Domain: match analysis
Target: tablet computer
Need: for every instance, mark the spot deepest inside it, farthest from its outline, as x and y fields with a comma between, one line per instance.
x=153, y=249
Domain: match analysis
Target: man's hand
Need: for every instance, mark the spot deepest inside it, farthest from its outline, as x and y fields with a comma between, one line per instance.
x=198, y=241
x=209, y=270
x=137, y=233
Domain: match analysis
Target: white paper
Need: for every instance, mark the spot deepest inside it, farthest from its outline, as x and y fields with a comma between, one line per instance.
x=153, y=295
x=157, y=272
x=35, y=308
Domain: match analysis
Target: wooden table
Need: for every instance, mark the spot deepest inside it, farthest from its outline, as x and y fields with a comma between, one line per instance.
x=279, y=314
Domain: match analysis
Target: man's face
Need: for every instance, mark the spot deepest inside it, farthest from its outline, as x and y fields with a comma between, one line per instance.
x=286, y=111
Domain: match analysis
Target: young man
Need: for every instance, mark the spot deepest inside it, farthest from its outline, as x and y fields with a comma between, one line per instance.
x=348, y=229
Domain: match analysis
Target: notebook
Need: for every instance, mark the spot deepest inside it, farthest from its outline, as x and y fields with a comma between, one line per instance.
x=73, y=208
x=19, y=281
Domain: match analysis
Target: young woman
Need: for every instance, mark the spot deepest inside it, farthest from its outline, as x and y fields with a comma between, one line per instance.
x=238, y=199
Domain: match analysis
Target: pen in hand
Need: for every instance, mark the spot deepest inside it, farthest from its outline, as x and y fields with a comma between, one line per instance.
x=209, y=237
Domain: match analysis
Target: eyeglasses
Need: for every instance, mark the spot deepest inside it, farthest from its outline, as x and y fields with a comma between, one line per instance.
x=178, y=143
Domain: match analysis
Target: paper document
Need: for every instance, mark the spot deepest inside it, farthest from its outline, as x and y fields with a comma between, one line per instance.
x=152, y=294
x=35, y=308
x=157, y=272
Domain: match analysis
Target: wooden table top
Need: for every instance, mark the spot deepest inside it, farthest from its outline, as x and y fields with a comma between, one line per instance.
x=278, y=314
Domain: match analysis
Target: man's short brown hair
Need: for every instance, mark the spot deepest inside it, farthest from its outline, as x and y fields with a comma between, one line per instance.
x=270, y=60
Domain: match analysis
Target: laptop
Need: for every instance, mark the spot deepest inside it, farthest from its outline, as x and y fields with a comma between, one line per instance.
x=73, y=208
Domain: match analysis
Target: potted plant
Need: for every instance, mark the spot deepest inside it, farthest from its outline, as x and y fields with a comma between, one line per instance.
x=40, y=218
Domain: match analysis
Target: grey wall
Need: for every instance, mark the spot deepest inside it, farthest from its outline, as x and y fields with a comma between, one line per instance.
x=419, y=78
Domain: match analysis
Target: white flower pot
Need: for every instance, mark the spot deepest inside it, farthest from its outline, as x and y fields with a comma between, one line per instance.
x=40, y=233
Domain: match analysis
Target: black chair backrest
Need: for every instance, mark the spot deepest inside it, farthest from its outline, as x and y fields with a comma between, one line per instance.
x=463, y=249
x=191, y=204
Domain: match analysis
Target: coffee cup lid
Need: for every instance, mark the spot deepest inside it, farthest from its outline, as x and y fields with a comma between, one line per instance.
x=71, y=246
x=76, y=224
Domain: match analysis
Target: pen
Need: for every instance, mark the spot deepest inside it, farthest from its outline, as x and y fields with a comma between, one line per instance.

━━━━━━

• [Task requirements] Reproduce the material verbatim, starting at its first line and ending with the line that contains "x=286, y=111". Include that line.

• [Solution to the exercise]
Domain: match analysis
Target: tablet computer
Need: for every instance, mark the spot deepest inside it, farthest from its outline, as x and y fields with a comma between, one line per instance.
x=153, y=249
Domain: match analysis
Target: man's hand
Need: for every instance, mark the spot deepest inside it, farthest from its outline, as x and y fields with a comma between, one line per instance.
x=198, y=241
x=209, y=270
x=137, y=233
Domain: match analysis
Target: white paper
Need: for every instance, mark the spot deepest inside it, farthest from its outline, as x and y fields with a comma between, one line per instance.
x=153, y=295
x=157, y=272
x=35, y=308
Domain: match analysis
Target: wooden table
Need: for every instance, mark the spot deepest inside it, farthest from its outline, as x and y fields with a comma between, one line per instance.
x=279, y=314
Domain: match analysis
Target: man's face
Need: for every instance, mark the spot deepest inside it, farthest from its outline, as x and y fields with a comma between, one line per instance.
x=286, y=111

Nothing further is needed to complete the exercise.